■ **INSTRUCTION 1**
Answer these questions about the thread on backing off limb bolts:
(a) Which bow does gofor name as an example of one with a large range of draw weight adjustment?
(b) On which two bows did TMan51 find the ATA changed by about 1/16"?
(c) Which page of the manual does Nevada Smith suggest?
■ **INSTRUCTION 2**
In the thread on backing off limb bolts, rename "ATA" to "axle-to-axle length" throughout the passage from "# Backing off" up to and including "corresponding tuning actions?", and give that passage again.

■ **SELECTED TEXT**
···

# Backing off limb bolts



## Jwaydr (Dec 13, 2007)

What happens when backing off limb bolts? I've measured ATA and found when backing off limb bolt the ATA decreases. What if any should be the corresponding tuning actions?

Thanks in advance.


----------



## Nevada Smith (Sep 6, 2014)

Perhaps page 12 of this manual will be helpful.


----------



## TMan51 (Jan 25, 2004)

Jwaydr said:


> What happens when backing off limb bolts? I've measured ATA and found when backing off limb bolt the ATA decreases.


What kind of bow are you working with? My Hoyts do not change ATA with limb bolt changes, at least over 2-3 turns.


----------



## ironman_gq (May 22, 2012)

sounds like you have some stretchy strings


----------



## gofor (Feb 4, 2013)

Yes, ATA can decrease when backing out limb bolts. Also, your draw length increases. On some bows, backing them off can also cause an increase in brace height. 

When backing of the limb bolts, the end of the limb under the bolt head pivots away from the riser. The axle end pivots the opposite direction. However, backing off the limb bolts also decreases the tension on the cables, so the limbs spring back a little. On bows that have a large range of draw weight adjustment (ex. Mission Riot), the change can be substantial in ATA, BH, and DL as well as DW.

That is why it is recommended to set ATA and max draw weight with the limb bolts all the way tight. After backing them off to the desired DW, you may have to shorten the draw length to get back to where you want it.

Go.


----------



## TMan51 (Jan 25, 2004)

TMan51 said:


> My Hoyts do not change ATA with limb bolt changes, at least over 2-3 turns.


I had to re-check. I backed a couple out 2 turns, and looking closely, it does change a tiny bit. About 1/16" on a Katera and a Supertec. BH was a bit less, and may have been my eye and measuring tape, pretty small.


----------



## Jwaydr (Dec 13, 2007)

gofor said:


> Yes, ATA can decrease when backing out limb bolts. Also, your draw length increases. On some bows, backing them off can also cause an increase in brace height.
> 
> When backing of the limb bolts, the end of the limb under the bolt head pivots away from the riser. The axle end pivots the opposite direction. However, backing off the limb bolts also decreases the tension on the cables, so the limbs spring back a little. On bows that have a large range of draw weight adjustment (ex. Mission Riot), the change can be substantial in ATA, BH, and DL as well as DW.
> 
> ...





Nevada Smith said:


> Perhaps page 12 of this manual will be helpful.



Thank you.


----------



## Jwaydr (Dec 13, 2007)

TMan51 said:


> I had to re-check. I backed a couple out 2 turns, and looking closely, it does change a tiny bit. About 1/16" on a Katera and a Supertec. BH was a bit less, and may have been my eye and measuring tape, pretty small.

···

■ **DATA RECORDS**
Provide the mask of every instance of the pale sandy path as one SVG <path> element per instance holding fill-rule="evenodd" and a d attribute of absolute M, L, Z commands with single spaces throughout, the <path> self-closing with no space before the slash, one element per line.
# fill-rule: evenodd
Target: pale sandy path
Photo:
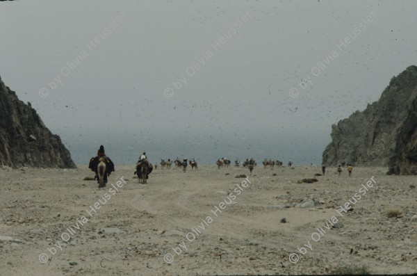
<path fill-rule="evenodd" d="M 0 275 L 327 274 L 354 264 L 366 266 L 373 273 L 417 271 L 417 218 L 412 218 L 417 189 L 409 187 L 416 177 L 354 168 L 352 177 L 345 172 L 339 177 L 332 169 L 326 177 L 317 177 L 318 182 L 300 184 L 297 180 L 321 169 L 256 168 L 249 177 L 252 184 L 216 217 L 211 210 L 243 180 L 234 176 L 247 170 L 214 165 L 186 173 L 156 170 L 142 185 L 132 178 L 131 166 L 116 166 L 109 184 L 122 177 L 129 181 L 90 217 L 85 209 L 108 193 L 109 186 L 98 189 L 93 181 L 83 181 L 92 175 L 86 167 L 0 169 L 0 236 L 20 240 L 0 242 Z M 372 176 L 375 186 L 354 211 L 338 217 L 343 226 L 313 241 L 316 229 L 337 216 L 336 208 Z M 312 199 L 325 203 L 300 206 Z M 391 205 L 402 210 L 402 218 L 387 218 Z M 89 220 L 68 243 L 63 241 L 61 234 L 82 216 Z M 207 216 L 213 222 L 206 225 Z M 282 218 L 288 223 L 280 222 Z M 189 241 L 186 234 L 198 225 L 205 229 Z M 105 227 L 122 232 L 106 233 Z M 47 248 L 58 241 L 63 250 L 52 254 Z M 187 250 L 175 254 L 172 247 L 183 241 Z M 309 241 L 313 251 L 299 254 L 298 263 L 291 263 L 289 254 Z M 40 263 L 41 253 L 51 260 Z M 163 259 L 167 253 L 174 257 L 169 265 Z M 77 264 L 70 265 L 73 261 Z"/>

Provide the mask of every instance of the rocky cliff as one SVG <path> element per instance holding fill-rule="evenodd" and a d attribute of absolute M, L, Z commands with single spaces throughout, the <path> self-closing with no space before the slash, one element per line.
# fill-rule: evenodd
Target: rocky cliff
<path fill-rule="evenodd" d="M 0 165 L 76 168 L 70 152 L 31 107 L 0 78 Z"/>
<path fill-rule="evenodd" d="M 393 77 L 381 98 L 332 126 L 322 163 L 388 166 L 389 174 L 417 174 L 417 67 Z"/>

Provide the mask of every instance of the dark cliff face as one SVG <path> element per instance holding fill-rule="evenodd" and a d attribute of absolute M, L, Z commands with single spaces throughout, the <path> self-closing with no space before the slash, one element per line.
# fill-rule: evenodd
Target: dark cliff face
<path fill-rule="evenodd" d="M 377 102 L 334 124 L 322 162 L 389 166 L 389 173 L 417 174 L 417 67 L 393 77 Z"/>
<path fill-rule="evenodd" d="M 76 168 L 70 152 L 32 108 L 0 79 L 0 165 Z"/>

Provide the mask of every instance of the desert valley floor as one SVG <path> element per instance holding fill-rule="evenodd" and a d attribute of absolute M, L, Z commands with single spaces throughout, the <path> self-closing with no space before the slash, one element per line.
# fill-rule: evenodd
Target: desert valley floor
<path fill-rule="evenodd" d="M 140 184 L 133 166 L 116 165 L 101 189 L 83 180 L 94 176 L 86 165 L 3 167 L 0 275 L 417 272 L 416 176 L 354 168 L 352 177 L 345 168 L 339 177 L 328 168 L 315 177 L 321 168 L 259 166 L 245 180 L 236 177 L 249 175 L 242 167 L 199 167 L 158 166 Z M 318 181 L 298 183 L 313 177 Z M 350 200 L 352 209 L 341 210 Z"/>

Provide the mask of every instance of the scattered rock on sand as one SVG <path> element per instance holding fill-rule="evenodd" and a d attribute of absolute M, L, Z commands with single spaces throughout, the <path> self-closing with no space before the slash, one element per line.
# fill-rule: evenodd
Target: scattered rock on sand
<path fill-rule="evenodd" d="M 105 234 L 120 234 L 123 233 L 123 231 L 120 230 L 117 227 L 106 227 L 103 229 Z"/>
<path fill-rule="evenodd" d="M 333 225 L 333 228 L 339 229 L 343 227 L 343 224 L 342 222 L 338 222 Z"/>
<path fill-rule="evenodd" d="M 23 241 L 8 236 L 0 236 L 0 243 L 10 241 L 15 243 L 23 243 Z"/>
<path fill-rule="evenodd" d="M 161 234 L 164 234 L 165 236 L 184 236 L 184 234 L 181 231 L 178 230 L 168 230 L 168 231 L 163 231 Z"/>
<path fill-rule="evenodd" d="M 318 205 L 318 202 L 314 200 L 309 200 L 301 204 L 301 208 L 312 208 L 315 206 Z"/>

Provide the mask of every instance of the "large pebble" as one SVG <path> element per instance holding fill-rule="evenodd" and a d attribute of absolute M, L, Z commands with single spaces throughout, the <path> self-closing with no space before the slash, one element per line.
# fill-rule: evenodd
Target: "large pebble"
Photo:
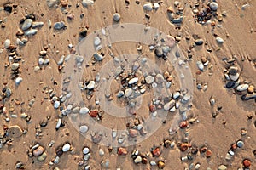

···

■ **WRITTEN RESPONSE 1**
(a) The Mission Riot.
(b) A Katera and a Supertec.
(c) Page 12.

■ **WRITTEN RESPONSE 2**
# Backing off limb bolts



## Jwaydr (Dec 13, 2007)

What happens when backing off limb bolts? I've measured axle-to-axle length and found when backing off limb bolt the axle-to-axle length decreases. What if any should be the corresponding tuning actions?